Using the listing below, set down exactly the lines from the one that contains "Would you mind pinning the green grass in the photo below" through the one that contains "Would you mind pinning the bush", with no pictures.

---

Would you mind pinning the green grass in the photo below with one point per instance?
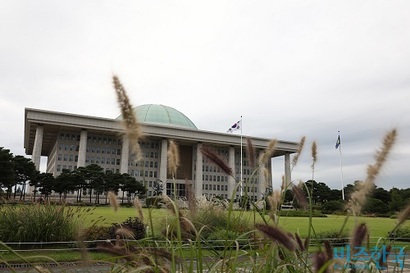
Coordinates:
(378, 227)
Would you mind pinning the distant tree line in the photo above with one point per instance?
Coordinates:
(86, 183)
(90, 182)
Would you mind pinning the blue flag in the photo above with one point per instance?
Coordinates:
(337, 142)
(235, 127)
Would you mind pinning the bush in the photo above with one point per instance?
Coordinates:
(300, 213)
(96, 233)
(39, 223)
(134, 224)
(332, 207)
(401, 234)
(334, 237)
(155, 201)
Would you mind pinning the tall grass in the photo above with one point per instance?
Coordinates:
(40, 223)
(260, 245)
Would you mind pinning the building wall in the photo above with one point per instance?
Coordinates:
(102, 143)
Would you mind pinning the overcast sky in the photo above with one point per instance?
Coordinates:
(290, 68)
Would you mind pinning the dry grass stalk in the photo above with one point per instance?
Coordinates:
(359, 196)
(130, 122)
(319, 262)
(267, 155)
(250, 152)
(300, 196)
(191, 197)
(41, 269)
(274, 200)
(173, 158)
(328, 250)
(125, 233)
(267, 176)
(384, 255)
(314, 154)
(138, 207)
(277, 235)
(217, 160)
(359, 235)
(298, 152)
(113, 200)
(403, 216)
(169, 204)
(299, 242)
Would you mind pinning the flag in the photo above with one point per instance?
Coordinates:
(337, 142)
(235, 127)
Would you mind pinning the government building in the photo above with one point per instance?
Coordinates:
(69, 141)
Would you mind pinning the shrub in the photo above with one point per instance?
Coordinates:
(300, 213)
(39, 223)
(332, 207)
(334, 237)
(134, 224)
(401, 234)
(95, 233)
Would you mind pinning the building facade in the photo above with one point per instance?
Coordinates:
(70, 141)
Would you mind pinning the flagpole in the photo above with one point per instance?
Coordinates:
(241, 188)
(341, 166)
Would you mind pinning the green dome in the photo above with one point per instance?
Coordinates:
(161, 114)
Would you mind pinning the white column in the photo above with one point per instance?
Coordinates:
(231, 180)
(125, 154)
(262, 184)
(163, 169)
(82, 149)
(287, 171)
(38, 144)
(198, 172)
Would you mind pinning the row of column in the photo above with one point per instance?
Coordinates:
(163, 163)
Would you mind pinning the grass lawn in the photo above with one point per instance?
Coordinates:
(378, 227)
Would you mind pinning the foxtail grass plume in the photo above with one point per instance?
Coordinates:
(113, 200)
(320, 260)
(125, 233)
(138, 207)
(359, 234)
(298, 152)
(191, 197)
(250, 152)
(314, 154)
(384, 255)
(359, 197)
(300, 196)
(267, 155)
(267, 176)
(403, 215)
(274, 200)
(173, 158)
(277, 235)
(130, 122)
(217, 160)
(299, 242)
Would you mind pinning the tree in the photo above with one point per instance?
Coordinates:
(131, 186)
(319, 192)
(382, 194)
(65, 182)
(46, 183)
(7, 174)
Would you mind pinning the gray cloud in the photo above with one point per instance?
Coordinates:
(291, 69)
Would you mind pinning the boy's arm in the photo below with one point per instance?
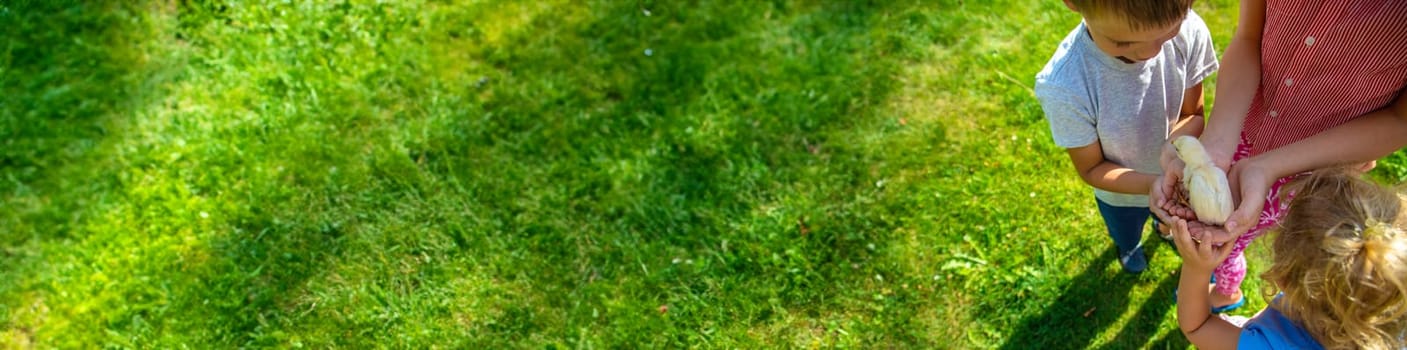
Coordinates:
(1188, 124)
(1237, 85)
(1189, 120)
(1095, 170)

---

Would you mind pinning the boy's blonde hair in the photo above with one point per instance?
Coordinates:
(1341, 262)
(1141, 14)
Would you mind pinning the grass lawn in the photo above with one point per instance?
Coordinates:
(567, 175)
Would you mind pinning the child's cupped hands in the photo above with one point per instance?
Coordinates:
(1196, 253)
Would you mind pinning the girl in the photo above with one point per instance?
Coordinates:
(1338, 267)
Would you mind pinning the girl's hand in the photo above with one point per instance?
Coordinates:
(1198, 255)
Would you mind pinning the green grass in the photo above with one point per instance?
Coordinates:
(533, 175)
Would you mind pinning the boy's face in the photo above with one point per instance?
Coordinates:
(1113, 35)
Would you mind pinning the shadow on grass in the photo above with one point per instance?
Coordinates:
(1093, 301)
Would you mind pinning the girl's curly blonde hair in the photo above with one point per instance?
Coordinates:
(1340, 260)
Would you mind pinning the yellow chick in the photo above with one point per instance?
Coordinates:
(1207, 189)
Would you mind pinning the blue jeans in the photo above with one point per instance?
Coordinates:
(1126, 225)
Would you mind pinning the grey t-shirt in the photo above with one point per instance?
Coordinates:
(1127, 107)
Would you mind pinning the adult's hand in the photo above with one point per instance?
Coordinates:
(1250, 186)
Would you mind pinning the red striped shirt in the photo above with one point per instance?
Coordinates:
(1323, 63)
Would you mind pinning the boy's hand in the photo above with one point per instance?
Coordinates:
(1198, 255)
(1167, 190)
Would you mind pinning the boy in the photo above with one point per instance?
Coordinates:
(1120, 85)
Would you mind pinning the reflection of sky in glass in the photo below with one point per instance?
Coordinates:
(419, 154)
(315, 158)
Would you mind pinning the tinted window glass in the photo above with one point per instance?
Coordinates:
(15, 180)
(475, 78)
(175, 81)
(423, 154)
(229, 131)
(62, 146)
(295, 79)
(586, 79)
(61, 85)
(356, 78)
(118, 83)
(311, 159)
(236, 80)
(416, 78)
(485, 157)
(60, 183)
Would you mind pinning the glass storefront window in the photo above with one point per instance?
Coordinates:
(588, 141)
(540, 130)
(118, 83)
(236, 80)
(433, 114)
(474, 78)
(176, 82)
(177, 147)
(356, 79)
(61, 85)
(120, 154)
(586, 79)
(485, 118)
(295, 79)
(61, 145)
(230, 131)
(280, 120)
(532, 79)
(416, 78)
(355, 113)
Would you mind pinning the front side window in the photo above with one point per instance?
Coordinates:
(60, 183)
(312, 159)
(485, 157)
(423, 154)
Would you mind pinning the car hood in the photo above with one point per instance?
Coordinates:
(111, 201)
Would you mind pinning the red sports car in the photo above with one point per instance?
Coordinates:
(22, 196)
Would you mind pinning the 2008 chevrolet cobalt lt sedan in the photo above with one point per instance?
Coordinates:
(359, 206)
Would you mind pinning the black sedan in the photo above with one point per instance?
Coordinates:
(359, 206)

---

▸ **Exercise solution**
Would you mind pinning the green grass in the photo below with one point per instance?
Coordinates:
(378, 227)
Would you mind pinning the distant tree line in the photo above with one point per instance?
Coordinates:
(86, 183)
(90, 182)
Would you mind pinning the blue flag in the photo above with one point per instance?
Coordinates:
(337, 142)
(235, 127)
Would you mind pinning the bush in the photo above with one point per instance?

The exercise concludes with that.